SELECTED PASSAGE

======

# Air conditioning - installing from scratch



## Alcalaina (Aug 6, 2010)

We've decided that as we aren't getting any younger and hot spells like last week are likely to become more frequent, we are going to install air-conditioning.

We've found a system that will run four interior wall units off one external box, which will go on the roof. It will heat the rooms in winter as well as cool them in summer, and shouldn't trip our existing potencia as we will never use more than two at a time.

Has anyone here done something similar? How long did the installation take? Any advice or problems to watch out for?


----------



## baldilocks (Mar 7, 2010)

Alcalaina said:


> We've decided that as we aren't getting any younger and hot spells like last week are likely to become more frequent, we are going to install air-conditioning.
> 
> We've found a system that will run four interior wall units off one external box, which will go on the roof. It will heat the rooms in winter as well as cool them in summer, and shouldn't trip our existing potencia as we will never use more than two at a time.
> 
> Has anyone here done something similar? How long did the installation take? Any advice or problems to watch out for?


Are you planning on doing the work yourselves or getting somebody to do it for you?

If the former it is a case of how long is a piece of string. 

If the latter, get the suppliers of the equipment to do the work. We have individual units and have always got the local electrical shop to "supply and fit." The job (individual units) normally take just about 1½ - 2 hours and has the advantage that if a unit doesn't work or fails to perform as it should, they replace it instantly with no hassle.

======

(Shape boundary listing)
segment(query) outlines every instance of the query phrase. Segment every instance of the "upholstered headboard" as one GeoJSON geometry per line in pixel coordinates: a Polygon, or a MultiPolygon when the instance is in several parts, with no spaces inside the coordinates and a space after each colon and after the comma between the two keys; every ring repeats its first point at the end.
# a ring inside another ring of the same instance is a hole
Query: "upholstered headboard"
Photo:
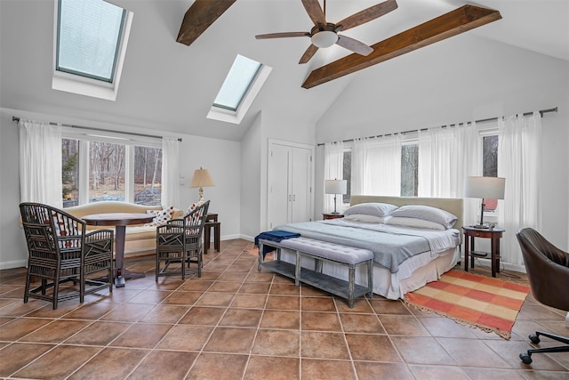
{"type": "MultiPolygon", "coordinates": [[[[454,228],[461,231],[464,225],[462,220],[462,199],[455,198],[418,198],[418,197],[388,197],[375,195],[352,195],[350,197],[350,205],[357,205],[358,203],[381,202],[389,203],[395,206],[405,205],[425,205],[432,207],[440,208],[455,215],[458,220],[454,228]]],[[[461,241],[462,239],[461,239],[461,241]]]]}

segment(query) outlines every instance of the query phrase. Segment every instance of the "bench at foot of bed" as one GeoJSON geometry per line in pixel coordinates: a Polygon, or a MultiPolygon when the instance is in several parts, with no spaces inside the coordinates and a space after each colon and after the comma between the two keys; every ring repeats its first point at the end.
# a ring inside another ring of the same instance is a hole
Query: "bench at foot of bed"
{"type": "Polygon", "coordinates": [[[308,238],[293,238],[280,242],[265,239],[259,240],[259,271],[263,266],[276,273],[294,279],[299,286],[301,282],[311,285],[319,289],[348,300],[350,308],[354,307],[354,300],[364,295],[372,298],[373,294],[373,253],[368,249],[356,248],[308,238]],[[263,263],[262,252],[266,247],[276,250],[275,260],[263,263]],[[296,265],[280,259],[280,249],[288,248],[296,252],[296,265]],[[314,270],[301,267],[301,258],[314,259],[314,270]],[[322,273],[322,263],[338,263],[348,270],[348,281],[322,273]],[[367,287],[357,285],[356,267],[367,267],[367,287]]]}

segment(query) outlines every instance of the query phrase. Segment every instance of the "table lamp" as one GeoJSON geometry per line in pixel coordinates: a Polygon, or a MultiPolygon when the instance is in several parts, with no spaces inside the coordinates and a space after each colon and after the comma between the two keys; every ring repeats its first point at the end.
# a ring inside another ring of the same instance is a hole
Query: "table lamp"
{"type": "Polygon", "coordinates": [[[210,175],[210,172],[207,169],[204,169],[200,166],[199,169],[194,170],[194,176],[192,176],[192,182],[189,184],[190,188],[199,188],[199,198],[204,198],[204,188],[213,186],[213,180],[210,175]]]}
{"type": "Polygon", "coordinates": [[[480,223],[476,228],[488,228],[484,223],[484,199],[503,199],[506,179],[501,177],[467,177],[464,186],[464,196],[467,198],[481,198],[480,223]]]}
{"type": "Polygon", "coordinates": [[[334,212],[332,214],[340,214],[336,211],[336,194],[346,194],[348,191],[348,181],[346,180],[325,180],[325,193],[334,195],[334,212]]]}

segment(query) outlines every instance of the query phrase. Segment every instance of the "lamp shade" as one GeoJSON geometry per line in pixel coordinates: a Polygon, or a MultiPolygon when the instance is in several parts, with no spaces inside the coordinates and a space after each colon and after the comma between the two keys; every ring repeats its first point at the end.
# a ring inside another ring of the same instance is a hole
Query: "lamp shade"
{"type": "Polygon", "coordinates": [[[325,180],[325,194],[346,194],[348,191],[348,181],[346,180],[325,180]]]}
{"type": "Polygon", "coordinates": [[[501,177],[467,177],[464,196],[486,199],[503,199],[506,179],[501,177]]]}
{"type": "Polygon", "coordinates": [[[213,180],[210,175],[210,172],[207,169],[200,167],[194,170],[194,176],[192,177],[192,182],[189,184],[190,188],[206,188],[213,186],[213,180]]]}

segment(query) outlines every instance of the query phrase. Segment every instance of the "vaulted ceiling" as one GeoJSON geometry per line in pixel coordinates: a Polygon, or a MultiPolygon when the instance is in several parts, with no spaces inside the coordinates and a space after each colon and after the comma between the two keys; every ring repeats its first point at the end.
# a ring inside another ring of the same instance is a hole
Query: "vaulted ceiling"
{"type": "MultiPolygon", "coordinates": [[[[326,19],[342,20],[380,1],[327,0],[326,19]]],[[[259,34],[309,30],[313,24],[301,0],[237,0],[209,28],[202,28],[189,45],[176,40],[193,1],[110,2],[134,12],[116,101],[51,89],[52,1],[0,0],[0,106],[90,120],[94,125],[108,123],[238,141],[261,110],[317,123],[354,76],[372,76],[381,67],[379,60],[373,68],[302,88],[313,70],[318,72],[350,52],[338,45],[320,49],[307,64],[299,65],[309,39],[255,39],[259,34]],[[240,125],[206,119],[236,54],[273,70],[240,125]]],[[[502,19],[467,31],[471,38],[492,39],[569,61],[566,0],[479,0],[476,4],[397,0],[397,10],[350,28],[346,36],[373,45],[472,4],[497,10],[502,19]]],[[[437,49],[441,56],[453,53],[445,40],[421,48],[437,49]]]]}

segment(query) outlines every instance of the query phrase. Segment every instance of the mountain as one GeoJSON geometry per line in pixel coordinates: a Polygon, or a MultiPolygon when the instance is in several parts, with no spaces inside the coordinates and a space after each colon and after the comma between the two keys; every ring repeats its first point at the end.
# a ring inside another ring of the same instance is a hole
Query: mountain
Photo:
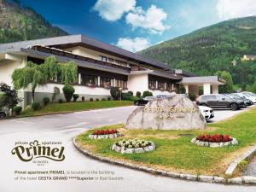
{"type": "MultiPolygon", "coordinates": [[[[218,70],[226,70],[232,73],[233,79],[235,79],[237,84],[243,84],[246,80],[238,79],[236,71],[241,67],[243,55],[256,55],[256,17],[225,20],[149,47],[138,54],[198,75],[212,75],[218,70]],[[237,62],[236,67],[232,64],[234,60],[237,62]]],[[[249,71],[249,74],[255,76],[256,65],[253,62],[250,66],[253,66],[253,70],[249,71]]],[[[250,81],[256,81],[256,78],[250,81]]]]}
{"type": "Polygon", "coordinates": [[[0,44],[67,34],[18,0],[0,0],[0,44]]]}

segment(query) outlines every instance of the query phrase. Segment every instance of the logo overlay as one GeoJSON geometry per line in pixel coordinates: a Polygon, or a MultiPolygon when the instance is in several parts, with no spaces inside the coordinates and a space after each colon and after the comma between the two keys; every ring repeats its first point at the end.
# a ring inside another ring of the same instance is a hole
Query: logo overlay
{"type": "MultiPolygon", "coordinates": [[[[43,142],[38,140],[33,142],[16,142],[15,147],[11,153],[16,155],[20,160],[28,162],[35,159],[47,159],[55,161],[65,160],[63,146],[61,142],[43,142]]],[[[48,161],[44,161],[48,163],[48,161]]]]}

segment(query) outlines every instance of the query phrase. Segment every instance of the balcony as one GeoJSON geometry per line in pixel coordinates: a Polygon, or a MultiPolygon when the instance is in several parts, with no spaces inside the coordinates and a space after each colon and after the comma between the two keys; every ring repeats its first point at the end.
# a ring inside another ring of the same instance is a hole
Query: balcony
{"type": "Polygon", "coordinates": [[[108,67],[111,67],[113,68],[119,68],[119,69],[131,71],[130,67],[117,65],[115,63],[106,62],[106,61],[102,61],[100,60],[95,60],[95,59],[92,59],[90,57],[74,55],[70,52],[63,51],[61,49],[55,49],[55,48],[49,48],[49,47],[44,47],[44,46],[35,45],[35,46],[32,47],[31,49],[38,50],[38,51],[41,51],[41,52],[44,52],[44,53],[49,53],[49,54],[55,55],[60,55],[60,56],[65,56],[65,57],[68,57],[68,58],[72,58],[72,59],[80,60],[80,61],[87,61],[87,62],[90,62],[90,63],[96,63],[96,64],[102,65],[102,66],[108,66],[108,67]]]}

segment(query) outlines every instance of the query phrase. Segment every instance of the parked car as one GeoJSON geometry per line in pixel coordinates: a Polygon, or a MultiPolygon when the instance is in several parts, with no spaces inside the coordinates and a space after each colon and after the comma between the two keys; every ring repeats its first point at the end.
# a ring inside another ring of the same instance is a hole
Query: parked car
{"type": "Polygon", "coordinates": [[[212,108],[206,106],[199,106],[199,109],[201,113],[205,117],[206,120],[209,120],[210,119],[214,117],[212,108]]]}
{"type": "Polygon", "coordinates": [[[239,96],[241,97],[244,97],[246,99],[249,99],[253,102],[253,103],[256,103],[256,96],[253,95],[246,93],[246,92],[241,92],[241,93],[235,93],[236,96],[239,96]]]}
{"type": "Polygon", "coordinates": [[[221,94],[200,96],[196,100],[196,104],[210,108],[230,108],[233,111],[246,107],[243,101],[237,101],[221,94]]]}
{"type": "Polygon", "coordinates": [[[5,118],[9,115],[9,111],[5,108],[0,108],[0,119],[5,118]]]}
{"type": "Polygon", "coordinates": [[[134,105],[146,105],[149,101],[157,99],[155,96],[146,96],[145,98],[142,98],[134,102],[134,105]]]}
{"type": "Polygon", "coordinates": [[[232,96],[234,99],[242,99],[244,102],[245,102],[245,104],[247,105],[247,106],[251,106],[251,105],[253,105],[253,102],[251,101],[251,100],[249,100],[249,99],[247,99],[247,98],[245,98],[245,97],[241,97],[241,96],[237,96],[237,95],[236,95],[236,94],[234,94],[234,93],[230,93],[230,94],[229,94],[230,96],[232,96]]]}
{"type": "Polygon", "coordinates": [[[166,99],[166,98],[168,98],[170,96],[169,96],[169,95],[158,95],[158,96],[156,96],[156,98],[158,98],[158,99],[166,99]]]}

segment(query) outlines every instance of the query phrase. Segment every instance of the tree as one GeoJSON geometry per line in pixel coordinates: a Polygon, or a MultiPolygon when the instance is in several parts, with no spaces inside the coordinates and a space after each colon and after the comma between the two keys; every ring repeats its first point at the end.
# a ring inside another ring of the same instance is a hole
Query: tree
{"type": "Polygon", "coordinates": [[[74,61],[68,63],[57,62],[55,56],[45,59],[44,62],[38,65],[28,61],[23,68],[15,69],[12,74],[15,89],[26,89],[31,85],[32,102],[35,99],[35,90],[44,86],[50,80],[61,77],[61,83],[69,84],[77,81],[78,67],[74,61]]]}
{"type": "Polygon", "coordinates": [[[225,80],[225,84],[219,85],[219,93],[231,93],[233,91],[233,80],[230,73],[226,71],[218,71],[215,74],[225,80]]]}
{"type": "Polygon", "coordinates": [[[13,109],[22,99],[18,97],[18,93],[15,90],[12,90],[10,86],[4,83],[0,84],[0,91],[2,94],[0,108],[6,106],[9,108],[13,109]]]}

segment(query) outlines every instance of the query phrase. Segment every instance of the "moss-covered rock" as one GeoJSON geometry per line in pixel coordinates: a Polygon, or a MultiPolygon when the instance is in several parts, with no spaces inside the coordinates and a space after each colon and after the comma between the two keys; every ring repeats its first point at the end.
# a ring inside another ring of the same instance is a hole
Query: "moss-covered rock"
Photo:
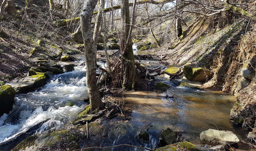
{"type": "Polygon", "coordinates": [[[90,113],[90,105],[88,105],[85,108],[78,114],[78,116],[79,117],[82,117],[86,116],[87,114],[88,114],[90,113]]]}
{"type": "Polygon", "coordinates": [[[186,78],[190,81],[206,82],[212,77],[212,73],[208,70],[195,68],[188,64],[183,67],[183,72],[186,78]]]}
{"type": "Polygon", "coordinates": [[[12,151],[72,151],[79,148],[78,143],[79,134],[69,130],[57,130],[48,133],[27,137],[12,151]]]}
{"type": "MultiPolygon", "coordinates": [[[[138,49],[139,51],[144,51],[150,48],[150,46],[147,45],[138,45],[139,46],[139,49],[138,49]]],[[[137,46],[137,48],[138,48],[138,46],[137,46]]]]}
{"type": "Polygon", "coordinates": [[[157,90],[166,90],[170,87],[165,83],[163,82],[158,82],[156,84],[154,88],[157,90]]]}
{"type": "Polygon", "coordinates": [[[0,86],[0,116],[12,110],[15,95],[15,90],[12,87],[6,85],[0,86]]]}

======

PROBLEM REQUIREMENTS
Continue the forum thread on installing air conditioning from the end of its last reply above.

RESULT OF THE TASK
I'm not sure if the system you are proposing is a good idea since if the one outside unit goes on the blink, you have lost everything whereas with individual units, you can temporarily move to another room.


----------



## thrax (Nov 13, 2008)

If you can afford it go for two separate systems. As Baldi says, if one goes wrong you still have the other. Check the suggested running costs. Modern systems should only cost around 8 cents an hour to run for both cold and hot air.


----------



## thrax (Nov 13, 2008)

I should add that because of the ever increasing heat we were definitely going to have at least one installed this year but we definitely didn't.... Maybe next year, or even better winter when the cost of installation drops dramatically...


----------



## baldilocks (Mar 7, 2010)

Whatever you choose, make sure the pipes that come out of the wall and into the outside part have a U form rather than a ∩ otherwise when it rains the water landing on the pipes runs back into the wall causing a damp wall and staining.


----------



## 95995 (May 16, 2010)

Alcalaina said:


> We've decided that as we aren't getting any younger and hot spells like last week are likely to become more frequent, we are going to install air-conditioning.
> 
> We've found a system that will run four interior wall units off one external box, which will go on the roof. It will heat the rooms in winter as well as cool them in summer, and shouldn't trip our existing potencia as we will never use more than two at a time.
> 
> Has anyone here done something similar? How long did the installation take? Any advice or problems to watch out for?


These systems are very popular in Australia and I know of no-one who has had problems with them (most of my friends have had them for years and would not go back to separate units - even though supply and install of a centralised system is more expensive). You do, of course, need to ensure the system is properly installed - as has been pointed out. In Oz most people opt for installers licensed by the manufacturers - don't know if that's an option in Spain.


----------



## Chica22 (Feb 26, 2010)

For the past 10 years we have had an integrated air con system downstairs, which subsequently broke down this year and was so costly to repair that we changed to individual units. In my view the difference is significant, perhaps because the units are more modern, but the advantages of having individual units, that seem to cool the room quicker and seem to quiet in comparison to the integrated system.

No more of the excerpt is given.